- [STATED TASK]: Print each line of the data below that contains the string "surface". The match is case-sensitive.

- [ENTRIES SUPPLIED]:
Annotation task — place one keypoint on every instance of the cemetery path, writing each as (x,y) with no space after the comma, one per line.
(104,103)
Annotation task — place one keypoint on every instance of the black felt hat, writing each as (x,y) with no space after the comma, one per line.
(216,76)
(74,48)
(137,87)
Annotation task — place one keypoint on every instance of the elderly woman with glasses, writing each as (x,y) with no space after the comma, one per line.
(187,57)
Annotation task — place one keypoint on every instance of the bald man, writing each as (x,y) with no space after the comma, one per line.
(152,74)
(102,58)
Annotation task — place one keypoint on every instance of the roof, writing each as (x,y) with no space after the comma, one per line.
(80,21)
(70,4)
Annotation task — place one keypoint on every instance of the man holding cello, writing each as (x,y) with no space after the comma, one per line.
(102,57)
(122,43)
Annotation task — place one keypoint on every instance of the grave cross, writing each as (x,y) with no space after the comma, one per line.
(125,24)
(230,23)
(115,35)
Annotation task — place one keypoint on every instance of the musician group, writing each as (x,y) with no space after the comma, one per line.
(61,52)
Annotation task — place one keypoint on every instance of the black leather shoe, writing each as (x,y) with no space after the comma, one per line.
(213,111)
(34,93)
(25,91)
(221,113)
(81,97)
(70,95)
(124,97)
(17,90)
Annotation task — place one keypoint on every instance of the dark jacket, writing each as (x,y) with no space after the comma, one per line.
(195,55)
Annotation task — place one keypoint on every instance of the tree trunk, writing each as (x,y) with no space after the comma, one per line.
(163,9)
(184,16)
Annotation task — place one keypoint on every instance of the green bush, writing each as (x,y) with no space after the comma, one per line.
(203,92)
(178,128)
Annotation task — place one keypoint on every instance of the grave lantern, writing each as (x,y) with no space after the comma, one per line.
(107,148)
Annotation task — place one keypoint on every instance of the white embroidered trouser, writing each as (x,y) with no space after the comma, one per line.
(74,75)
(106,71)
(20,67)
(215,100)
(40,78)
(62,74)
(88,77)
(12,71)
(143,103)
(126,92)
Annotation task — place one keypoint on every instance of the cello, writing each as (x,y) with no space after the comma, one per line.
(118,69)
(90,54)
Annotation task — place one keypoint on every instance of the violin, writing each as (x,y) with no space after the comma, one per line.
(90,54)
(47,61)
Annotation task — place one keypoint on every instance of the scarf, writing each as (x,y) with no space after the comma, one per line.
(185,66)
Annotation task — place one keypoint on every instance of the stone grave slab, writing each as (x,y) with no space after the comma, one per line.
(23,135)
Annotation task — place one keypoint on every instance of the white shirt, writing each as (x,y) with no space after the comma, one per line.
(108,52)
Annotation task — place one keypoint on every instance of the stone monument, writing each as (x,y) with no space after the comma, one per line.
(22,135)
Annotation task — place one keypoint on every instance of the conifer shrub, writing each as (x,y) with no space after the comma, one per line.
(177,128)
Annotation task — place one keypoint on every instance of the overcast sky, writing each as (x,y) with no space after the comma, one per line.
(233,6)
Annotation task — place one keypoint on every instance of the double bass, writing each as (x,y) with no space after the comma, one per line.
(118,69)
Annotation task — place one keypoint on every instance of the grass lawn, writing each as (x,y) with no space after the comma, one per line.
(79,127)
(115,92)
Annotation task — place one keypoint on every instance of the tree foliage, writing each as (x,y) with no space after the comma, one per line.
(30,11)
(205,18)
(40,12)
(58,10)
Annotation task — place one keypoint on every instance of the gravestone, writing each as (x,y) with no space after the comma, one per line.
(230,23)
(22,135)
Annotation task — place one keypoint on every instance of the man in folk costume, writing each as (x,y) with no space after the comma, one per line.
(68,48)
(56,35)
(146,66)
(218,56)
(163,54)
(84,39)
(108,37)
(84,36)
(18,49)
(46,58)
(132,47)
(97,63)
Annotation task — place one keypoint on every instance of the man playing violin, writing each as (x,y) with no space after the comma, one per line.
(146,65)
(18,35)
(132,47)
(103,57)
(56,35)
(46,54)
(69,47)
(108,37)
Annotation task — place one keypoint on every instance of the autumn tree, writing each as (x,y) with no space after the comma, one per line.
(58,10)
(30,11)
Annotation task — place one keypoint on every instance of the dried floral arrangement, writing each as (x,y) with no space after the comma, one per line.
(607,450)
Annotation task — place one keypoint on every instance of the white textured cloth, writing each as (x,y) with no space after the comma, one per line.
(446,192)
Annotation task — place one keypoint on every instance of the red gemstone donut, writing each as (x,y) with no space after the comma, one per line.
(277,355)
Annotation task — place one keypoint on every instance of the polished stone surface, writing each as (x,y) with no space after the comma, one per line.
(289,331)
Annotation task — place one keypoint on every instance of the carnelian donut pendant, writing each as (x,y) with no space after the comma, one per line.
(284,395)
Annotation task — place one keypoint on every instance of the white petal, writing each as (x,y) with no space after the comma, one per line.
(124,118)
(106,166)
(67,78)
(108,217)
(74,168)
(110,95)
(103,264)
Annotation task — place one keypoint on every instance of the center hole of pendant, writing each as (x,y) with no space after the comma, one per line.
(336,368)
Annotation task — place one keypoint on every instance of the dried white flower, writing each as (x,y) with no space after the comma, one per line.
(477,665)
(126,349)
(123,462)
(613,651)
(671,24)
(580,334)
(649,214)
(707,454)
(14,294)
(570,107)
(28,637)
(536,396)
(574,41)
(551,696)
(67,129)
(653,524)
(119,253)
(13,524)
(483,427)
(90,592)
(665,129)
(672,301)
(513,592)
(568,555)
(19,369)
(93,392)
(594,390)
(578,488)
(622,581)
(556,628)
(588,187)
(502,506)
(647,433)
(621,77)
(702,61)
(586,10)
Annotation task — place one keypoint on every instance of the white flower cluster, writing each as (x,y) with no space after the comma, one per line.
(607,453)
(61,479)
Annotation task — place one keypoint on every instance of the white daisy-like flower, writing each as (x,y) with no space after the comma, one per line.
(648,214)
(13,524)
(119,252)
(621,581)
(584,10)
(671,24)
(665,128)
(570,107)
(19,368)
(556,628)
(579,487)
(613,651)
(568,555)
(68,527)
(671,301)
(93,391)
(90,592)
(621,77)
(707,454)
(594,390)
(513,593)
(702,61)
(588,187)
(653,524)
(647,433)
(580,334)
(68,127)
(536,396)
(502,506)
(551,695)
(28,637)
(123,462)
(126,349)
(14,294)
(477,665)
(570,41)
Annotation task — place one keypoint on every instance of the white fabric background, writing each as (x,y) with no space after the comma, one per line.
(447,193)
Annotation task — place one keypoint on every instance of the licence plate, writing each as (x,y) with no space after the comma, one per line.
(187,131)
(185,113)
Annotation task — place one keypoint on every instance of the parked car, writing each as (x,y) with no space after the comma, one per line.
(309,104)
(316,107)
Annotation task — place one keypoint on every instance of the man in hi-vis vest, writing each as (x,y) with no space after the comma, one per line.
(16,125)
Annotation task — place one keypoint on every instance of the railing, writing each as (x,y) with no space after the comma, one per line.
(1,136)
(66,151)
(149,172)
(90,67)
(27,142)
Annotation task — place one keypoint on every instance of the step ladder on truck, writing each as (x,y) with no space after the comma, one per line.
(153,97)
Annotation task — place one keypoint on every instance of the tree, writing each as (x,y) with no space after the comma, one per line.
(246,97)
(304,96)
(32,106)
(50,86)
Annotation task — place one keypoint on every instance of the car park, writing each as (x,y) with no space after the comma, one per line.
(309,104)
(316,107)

---

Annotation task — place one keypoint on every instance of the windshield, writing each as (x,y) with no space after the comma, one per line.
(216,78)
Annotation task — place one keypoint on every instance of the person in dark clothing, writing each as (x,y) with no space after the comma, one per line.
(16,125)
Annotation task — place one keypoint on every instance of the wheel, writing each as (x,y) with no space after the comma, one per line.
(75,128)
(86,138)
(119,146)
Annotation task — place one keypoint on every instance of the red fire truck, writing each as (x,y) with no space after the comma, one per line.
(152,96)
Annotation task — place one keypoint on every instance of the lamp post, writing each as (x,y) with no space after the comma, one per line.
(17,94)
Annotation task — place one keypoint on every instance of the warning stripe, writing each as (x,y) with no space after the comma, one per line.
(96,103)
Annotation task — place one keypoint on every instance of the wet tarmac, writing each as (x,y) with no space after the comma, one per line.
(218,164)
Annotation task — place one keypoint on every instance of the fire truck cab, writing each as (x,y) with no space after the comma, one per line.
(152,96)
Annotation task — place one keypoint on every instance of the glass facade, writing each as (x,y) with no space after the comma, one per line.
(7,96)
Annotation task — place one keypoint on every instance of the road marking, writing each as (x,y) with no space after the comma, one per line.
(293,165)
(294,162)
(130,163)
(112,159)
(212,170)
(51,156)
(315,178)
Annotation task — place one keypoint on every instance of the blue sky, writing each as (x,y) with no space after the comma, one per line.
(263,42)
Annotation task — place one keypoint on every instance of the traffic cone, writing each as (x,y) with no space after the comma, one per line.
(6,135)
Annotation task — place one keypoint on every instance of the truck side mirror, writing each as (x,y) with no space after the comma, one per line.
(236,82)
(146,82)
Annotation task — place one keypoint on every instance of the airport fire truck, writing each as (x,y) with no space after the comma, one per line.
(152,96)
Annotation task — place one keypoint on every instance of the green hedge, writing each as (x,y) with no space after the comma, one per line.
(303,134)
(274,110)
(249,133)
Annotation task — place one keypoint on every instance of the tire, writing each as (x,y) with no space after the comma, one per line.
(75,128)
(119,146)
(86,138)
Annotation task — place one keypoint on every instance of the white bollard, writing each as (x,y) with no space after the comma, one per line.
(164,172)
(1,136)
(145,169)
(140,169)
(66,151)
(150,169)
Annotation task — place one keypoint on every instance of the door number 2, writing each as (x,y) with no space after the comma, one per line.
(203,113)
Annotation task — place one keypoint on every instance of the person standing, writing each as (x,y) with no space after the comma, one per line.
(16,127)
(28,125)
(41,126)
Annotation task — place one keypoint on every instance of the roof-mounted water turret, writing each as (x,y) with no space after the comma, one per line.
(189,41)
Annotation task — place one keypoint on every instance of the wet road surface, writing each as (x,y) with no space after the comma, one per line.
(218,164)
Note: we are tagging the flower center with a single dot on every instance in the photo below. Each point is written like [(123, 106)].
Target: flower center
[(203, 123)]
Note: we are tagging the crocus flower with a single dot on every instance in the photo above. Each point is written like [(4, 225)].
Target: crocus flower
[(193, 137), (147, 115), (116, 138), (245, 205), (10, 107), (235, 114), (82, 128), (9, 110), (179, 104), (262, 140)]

- [TASK SOLUTION]:
Annotation task — place one keypoint on every instance of the polished stone surface, writing each as (x,y) with no space after the comma, one per line.
Annotation task — place one keypoint on every instance of the wet road surface, writing each as (x,y) with no space after the comma, one per line.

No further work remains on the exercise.